═══ DATA EXTRACTS
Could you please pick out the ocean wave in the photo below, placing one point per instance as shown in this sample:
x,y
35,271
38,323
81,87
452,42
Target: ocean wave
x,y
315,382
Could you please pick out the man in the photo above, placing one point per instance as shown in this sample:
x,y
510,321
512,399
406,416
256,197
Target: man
══════
WORK INSTRUCTION:
Exactly as they appear above, copy out all the records.

RESPONSE BOX:
Could you please pick out the ocean wave in the photo below, placing one point per instance as shown in this sample:
x,y
35,271
38,323
81,87
452,42
Target: ocean wave
x,y
315,382
Could you please pick out the man in the photo above, placing one point per instance as shown in this sample:
x,y
510,321
512,399
406,416
256,197
Target: man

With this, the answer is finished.